Source document
◆ ◆ ◆ ◆ ◆

Native American leader

Clarence Lee Alexander (born March 12, 1939) is a former Grand Chief of the Gwich'in of Alaska. He was 1st Chief of Fort Yukon from 1980 to 1994. He was raised at "Shoo Taii," the "Happy Hill," which is also known by the name "Alexander Village". Alexander Village is approximately 20 miles north of Fort Yukon. He co-authored the Gwich'in Dictionary with his wife, Virginia E. Alexander.

==Council of Athabascan Tribal Governments==
He is credited, with Paul Williams Sr. of Beaver, with founding the Council of Athabascan Tribal Governments, known as "CATG".

==Yukon River Inter-Tribal Watershed Council==
Alexander is credited, along with three others, with founding the Yukon River Inter-Tribal Watershed Council, which consists of 70 Tribes and First Nations spanning the Yukon River Watershed. The organization is dedicated to preserving clean water.

==Awards==
Clarence Alexander received the 2004 Ecotrust Indigenous Leadership Award, on November 30, 2004, for his many years of work advocating for environmental justice, tribal rights, and protection of the Yukon River Watershed.

Clarence Alexander was awarded the 2011 Presidential Citizens Medal by President Barack Obama on October 20, 2011.

◆ ◆ ◆ ◆ ◆

Items listed in a dataset:
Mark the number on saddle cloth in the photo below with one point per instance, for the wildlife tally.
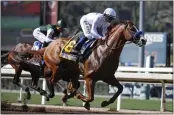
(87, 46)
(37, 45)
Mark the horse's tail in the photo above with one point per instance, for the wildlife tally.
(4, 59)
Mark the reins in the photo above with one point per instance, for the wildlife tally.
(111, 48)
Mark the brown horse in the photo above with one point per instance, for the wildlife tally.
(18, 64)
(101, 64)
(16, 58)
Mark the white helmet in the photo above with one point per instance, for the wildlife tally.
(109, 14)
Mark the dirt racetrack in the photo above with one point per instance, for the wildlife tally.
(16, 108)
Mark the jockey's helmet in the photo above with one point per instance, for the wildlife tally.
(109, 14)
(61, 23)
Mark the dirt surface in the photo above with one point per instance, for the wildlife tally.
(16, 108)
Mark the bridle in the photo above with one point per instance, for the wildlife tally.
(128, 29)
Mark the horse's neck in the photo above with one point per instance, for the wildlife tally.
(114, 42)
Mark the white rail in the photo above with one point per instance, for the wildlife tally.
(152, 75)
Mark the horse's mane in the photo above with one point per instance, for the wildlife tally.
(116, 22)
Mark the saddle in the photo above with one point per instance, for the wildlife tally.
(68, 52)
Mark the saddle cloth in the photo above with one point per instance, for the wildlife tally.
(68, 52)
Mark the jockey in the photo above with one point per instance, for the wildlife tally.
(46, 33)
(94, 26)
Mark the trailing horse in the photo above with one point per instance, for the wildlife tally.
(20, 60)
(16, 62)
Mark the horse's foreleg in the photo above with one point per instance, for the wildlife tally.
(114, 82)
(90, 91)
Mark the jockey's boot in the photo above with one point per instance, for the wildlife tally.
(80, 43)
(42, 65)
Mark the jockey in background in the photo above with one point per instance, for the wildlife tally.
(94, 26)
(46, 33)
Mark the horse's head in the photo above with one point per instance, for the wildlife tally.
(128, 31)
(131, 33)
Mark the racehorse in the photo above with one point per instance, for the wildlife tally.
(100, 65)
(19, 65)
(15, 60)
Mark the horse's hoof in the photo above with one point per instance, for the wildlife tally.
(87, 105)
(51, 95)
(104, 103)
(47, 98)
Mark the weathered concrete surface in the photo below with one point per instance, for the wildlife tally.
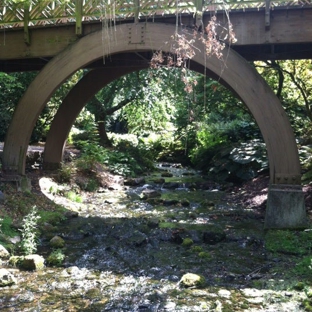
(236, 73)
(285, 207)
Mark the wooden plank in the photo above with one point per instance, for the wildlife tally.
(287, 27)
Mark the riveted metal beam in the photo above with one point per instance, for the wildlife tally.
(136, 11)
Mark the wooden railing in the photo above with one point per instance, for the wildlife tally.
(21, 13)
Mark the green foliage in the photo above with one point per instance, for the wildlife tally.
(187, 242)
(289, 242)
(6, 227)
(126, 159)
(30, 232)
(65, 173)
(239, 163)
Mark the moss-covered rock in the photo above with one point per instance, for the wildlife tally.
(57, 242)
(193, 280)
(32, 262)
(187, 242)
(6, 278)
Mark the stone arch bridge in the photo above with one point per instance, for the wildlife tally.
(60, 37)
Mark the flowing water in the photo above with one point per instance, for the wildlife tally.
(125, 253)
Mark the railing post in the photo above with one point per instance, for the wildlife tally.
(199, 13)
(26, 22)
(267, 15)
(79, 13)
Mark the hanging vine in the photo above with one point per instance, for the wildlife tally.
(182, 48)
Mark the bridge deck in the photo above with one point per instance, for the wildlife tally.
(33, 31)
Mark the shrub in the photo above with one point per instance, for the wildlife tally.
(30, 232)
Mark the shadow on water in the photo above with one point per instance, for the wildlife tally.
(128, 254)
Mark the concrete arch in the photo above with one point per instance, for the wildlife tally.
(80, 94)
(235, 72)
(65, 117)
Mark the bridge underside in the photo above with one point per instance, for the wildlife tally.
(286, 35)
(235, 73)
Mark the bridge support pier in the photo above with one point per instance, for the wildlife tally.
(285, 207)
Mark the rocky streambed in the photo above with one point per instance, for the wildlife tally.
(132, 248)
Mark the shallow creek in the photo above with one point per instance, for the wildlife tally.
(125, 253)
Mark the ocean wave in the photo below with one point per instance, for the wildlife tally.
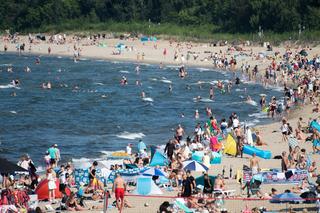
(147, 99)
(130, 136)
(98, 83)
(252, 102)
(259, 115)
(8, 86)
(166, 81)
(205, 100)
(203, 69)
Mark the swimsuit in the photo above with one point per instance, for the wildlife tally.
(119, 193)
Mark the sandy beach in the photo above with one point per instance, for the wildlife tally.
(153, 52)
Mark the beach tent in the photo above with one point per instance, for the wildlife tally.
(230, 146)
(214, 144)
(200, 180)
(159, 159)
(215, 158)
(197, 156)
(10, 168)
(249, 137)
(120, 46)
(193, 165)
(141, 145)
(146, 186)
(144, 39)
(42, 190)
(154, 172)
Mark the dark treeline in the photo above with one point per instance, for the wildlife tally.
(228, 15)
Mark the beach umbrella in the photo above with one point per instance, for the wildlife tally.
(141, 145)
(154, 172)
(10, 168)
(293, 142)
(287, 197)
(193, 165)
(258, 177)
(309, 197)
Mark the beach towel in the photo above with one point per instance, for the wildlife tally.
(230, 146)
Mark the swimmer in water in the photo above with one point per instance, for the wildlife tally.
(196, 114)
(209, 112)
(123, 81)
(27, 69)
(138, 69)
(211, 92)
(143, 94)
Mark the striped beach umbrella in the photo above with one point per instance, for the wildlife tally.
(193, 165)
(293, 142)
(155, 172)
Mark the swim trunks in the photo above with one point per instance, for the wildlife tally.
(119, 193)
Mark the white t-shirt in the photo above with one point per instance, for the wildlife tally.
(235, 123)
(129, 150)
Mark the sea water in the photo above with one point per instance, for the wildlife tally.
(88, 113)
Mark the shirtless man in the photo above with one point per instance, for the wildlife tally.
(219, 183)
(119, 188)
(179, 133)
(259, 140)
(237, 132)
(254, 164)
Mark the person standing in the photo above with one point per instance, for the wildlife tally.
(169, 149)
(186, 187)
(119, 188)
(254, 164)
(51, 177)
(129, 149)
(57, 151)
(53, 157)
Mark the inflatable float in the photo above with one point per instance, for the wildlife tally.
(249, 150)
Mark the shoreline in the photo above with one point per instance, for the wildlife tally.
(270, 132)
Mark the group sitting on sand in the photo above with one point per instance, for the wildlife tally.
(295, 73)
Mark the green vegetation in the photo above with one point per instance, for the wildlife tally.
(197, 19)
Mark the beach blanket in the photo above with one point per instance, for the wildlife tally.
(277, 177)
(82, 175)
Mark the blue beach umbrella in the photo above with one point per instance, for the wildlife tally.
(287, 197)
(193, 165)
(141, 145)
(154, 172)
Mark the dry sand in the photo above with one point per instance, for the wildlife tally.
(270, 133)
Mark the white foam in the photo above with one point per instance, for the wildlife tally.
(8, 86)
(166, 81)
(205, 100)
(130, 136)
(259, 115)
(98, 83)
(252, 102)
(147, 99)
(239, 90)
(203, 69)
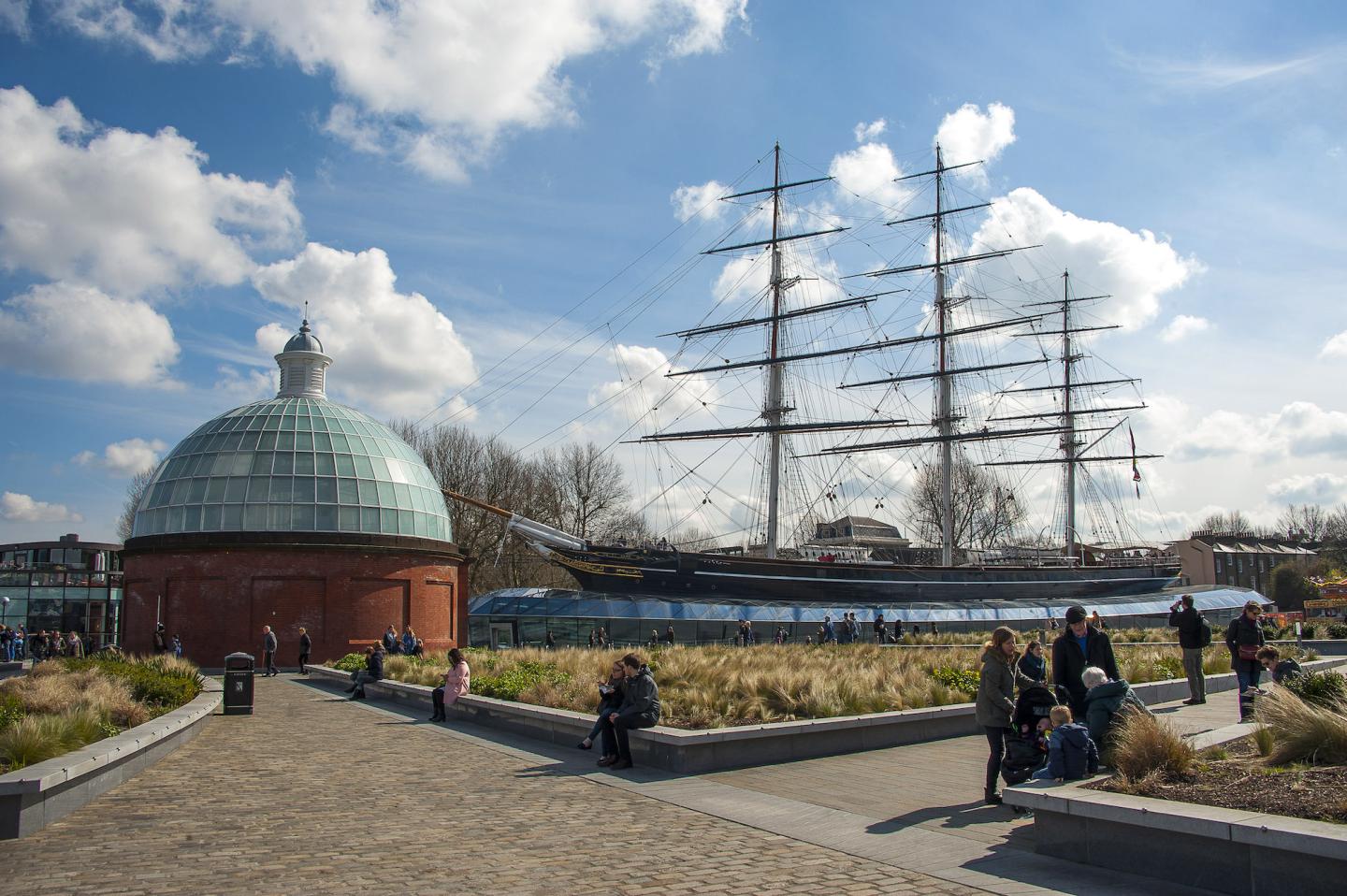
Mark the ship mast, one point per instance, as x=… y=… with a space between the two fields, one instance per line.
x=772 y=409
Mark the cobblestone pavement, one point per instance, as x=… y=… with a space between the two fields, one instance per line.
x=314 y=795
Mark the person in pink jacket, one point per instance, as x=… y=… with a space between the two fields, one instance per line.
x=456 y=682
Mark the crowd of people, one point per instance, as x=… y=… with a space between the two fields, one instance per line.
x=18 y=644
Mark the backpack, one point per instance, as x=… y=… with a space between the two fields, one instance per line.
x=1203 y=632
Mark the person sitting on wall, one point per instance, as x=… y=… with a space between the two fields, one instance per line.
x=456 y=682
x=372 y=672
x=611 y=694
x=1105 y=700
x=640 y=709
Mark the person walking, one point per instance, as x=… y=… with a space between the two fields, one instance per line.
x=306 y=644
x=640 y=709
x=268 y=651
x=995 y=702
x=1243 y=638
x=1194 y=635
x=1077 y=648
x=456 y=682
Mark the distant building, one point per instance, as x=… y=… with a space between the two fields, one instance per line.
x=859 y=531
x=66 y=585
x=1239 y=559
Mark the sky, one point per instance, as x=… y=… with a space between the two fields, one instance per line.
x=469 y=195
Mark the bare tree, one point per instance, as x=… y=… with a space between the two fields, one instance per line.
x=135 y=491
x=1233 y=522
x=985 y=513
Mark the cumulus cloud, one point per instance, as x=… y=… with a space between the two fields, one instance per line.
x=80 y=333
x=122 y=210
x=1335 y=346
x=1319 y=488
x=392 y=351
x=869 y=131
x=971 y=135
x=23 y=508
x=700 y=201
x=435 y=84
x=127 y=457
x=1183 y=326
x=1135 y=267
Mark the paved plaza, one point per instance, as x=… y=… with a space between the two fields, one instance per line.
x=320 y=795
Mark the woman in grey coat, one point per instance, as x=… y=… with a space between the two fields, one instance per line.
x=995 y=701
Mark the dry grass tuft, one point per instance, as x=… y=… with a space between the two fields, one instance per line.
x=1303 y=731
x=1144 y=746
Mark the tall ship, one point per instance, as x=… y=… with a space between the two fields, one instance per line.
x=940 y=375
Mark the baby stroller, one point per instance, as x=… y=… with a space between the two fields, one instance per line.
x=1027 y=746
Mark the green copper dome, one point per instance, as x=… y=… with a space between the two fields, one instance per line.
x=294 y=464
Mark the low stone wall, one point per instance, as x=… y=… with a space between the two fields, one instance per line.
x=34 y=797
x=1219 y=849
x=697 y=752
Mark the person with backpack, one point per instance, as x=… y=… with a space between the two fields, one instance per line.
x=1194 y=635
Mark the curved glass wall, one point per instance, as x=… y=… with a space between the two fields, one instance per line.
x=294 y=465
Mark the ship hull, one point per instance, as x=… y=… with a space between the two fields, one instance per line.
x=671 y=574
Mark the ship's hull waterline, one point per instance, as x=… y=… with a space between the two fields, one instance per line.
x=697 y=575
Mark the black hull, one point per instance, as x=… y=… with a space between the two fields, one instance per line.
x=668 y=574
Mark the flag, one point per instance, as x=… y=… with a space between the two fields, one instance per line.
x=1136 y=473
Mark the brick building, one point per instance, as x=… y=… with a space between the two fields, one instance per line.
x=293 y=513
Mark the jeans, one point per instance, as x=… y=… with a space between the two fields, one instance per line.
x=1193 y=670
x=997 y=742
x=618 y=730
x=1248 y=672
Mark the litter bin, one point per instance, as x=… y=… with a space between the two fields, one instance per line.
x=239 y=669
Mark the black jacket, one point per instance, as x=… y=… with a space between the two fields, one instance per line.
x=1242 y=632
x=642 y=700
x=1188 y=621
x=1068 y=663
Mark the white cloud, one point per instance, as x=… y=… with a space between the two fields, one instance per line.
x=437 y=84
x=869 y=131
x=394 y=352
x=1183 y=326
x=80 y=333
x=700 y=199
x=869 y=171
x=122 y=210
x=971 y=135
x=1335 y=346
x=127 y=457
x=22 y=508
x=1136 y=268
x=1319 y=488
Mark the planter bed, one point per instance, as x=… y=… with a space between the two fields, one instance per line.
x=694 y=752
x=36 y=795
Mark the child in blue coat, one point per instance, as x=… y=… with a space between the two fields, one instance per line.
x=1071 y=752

◆ ◆ ◆ ◆ ◆

Tasks to carry out
1. According to the biography, why did Clarence Alexander receive the 2004 Ecotrust Indigenous Leadership Award?
2. Can you rewrite the stretch of the biography from "Clarence Lee Alexander" through "preserving clean water.", switching "wife" to "spouse"?
This listing was taken from a separate source and is unrelated to the biography.

Results for each task
1. He received it for his many years of work advocating for environmental justice, tribal rights, and protection of the Yukon River Watershed.

2.
Clarence Lee Alexander (born March 12, 1939) is a former Grand Chief of the Gwich'in of Alaska. He was 1st Chief of Fort Yukon from 1980 to 1994. He was raised at "Shoo Taii," the "Happy Hill," which is also known by the name "Alexander Village". Alexander Village is approximately 20 miles north of Fort Yukon. He co-authored the Gwich'in Dictionary with his spouse, Virginia E. Alexander.

==Council of Athabascan Tribal Governments==
He is credited, with Paul Williams Sr. of Beaver, with founding the Council of Athabascan Tribal Governments, known as "CATG".

==Yukon River Inter-Tribal Watershed Council==
Alexander is credited, along with three others, with founding the Yukon River Inter-Tribal Watershed Council, which consists of 70 Tribes and First Nations spanning the Yukon River Watershed. The organization is dedicated to preserving clean water.